:: Source extract ::

When You Are Not Covered by Your Directors and Officers Policy

When are you not covered by your Directors & Officers (D&O) policy?  The question may seem simple, but it is really a multi-part question.

       Where does a community association’s D&O policy fall within the entire insurance puzzle?

       Are all D&O policies created equal?

       How does the community association maximize its coverage?

Association members ask these questions because they want to know if the policy covers them for what they do in their volunteer work for the community association.  From an underwriter’s point of view, there are two motivations when producing an insurance product:  write as many policies as possible and minimize the number of losses.  In the context of community associations, the key is to attract the best and most talented people to serve as the volunteer board members.  To motivate these individuals to volunteer, it is imperative to provide them with insurance coverage to protect them from the decision-making process.  This is what the focus of what the D&O policy should cover.

:: Objective 1 ::
In the D&O policy article, what two motivations does an underwriter have when producing an insurance product?
:: Objective 2 ::
Summarize the D&O policy article in two sentences.

(Image object location entries)
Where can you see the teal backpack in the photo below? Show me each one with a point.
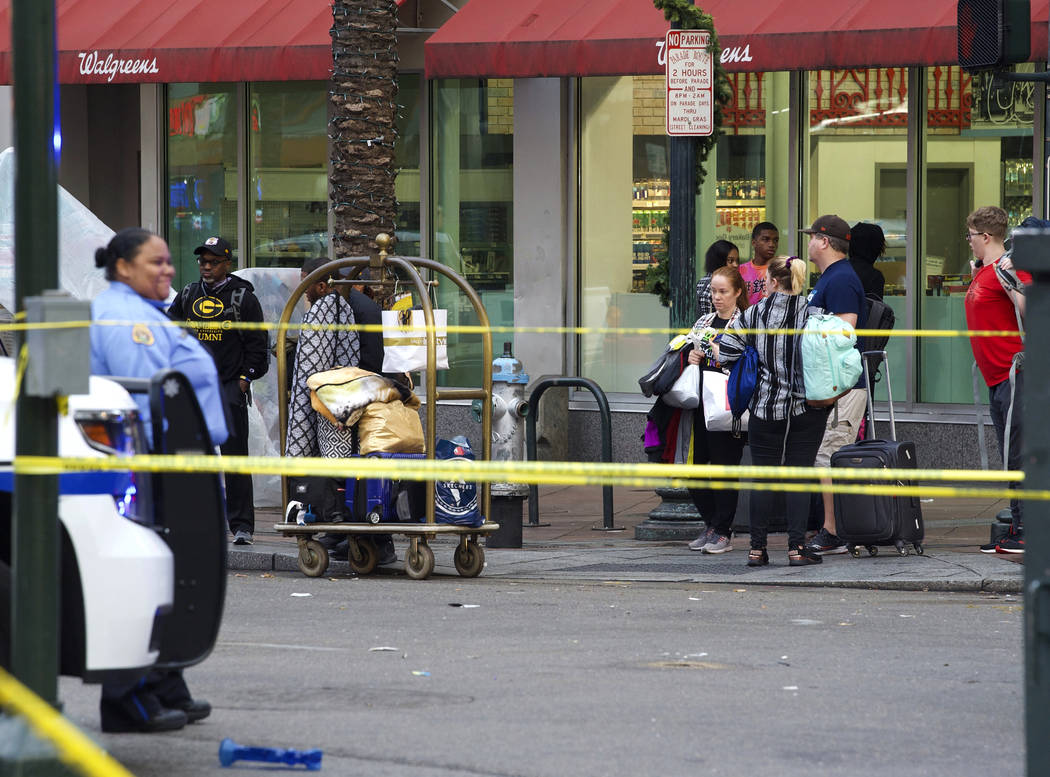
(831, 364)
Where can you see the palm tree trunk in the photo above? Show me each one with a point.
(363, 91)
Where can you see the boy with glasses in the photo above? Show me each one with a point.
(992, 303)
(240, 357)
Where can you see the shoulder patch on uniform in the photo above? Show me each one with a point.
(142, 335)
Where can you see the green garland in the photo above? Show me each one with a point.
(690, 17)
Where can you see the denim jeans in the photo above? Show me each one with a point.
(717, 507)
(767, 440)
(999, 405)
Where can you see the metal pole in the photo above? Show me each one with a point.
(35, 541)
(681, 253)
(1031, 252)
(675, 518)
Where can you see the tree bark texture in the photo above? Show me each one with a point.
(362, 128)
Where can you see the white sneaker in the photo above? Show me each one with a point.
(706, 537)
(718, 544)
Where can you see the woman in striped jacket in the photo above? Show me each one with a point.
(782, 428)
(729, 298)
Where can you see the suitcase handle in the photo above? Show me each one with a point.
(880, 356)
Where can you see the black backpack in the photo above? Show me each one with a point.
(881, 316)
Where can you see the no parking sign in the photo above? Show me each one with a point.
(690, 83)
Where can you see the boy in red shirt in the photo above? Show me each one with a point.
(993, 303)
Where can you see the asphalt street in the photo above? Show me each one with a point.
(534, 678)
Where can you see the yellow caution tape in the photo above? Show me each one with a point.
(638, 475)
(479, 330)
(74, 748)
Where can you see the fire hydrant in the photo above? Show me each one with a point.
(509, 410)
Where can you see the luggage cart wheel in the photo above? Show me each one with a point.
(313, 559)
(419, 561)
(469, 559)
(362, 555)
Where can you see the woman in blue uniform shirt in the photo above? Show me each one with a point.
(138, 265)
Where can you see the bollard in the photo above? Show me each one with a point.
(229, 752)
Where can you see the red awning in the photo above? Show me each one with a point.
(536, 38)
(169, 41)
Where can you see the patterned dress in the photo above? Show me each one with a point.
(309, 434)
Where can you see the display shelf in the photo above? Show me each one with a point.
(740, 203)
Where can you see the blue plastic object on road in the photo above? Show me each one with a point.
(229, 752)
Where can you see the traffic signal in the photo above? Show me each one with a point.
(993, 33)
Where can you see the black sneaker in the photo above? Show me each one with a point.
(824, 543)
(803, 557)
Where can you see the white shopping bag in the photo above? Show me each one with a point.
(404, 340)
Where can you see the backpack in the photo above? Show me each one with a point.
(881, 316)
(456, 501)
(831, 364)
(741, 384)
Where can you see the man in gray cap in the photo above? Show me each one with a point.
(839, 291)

:: Full response 1 ::
Writing as many policies as possible and minimizing the number of losses.

:: Full response 2 ::
The D&O policy article presents the question of when a Directors & Officers policy does not cover you as a multi-part question, covering where the policy fits in the insurance puzzle, whether all such policies are equal, and how an association can maximize its coverage. Members ask because they want to know whether their volunteer work is covered, and to attract the best volunteer board members, associations must give them insurance that protects them from the decision-making process.